## Directives
A. In the post about the .dockerignore file, where does the writer want to deploy the dockerized fat jar application?
B. Carry on the post about the .dockerignore file, picking up right after its final sentence.

## Given passage
++++++++

79

So the main intention was to dockerize a fat jar application and put it into Elasticbeanstalk. The problem is with the context. It's a little bit stupid to add so much context into docker if all I need is actually a single jar file.

I've been playing around with the .dockerignore file, but I am lost. I tried to use the gitignore negation, but it doesn't work.

*
!Dockerfile
*/
!target/
target/*
!target/*.jar

There's also that thing with regex, but it seems like complicated regex is not supported.

^((?!Dockerfile).)*$

I have also tried searching in stackoverflow, and these two are all I found:

This question might be similiar to the second one, but I think it's slightly difference since in here, I just want to include a single file into the context.

Any help will be appreciated.

++++++++

## Given data
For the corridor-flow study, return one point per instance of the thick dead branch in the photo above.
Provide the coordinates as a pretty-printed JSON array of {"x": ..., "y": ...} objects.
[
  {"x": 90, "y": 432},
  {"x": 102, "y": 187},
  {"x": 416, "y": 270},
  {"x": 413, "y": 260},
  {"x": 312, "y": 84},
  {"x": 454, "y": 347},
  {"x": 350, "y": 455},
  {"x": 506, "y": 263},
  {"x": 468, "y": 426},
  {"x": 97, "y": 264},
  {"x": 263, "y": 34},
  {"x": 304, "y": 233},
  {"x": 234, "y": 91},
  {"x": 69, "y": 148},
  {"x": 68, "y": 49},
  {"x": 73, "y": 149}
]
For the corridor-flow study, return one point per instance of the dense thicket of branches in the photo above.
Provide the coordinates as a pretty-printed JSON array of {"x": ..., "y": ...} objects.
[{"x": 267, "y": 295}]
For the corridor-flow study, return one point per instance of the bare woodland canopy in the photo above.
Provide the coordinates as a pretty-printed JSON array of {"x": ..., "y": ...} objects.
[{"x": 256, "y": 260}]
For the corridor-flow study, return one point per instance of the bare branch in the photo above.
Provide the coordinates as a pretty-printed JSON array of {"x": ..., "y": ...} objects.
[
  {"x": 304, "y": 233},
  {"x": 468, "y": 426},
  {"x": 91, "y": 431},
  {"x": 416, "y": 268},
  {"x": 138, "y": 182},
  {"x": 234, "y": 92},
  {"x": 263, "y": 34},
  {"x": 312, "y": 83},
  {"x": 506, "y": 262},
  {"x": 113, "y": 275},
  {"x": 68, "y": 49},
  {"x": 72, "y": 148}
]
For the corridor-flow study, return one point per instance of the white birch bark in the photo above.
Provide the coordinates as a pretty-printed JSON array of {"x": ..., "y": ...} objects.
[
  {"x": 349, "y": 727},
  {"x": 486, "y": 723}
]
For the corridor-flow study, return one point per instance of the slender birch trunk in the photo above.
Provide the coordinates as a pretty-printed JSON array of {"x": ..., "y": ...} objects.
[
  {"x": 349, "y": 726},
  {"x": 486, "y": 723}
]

++++++++

## The answers
A. Elasticbeanstalk

B.
  • Exclamation mark for folders works for me! – Ivan Aracki Jun 13 '18 at 11:48
115

If you need to ignore everything except some directories or files and also ignore some unnecessary files inside those allowed directories you can use the following .dockerignore file:

# Ignore everything
**

# Allow files and directories
!/file.txt
!/src/**

# Ignore unnecessary files inside allowed directories
# This should go after the allowed directories
**/*~
**/*.log
**/.DS_Store
**/Thumbs.db
| improve this answer | |
  • 5
    According to Docker documentation it should be sufficient to put only * on the first line (instead of **). Quote: "you may want to specify which files to include in the context, rather than which to exclude. To achieve this, specify * as the first pattern, followed by one or more ! exception patterns". – Johnny Thunderman Sep 11 '19 at 8:56
31

From the dockerfile reference:

Beyond Go’s filepath.Match rules, Docker also supports a special wildcard string ** that matches any number of directories (including zero). For example, **/*.go will exclude all files that end with .go that are found in all directories, including the root of the build context.

So a line containing simply ** will ignore everything in the same directory as the Dockerfile.

As expected the exclamation can then be used to reference any files you do wish to send to the docker daemon.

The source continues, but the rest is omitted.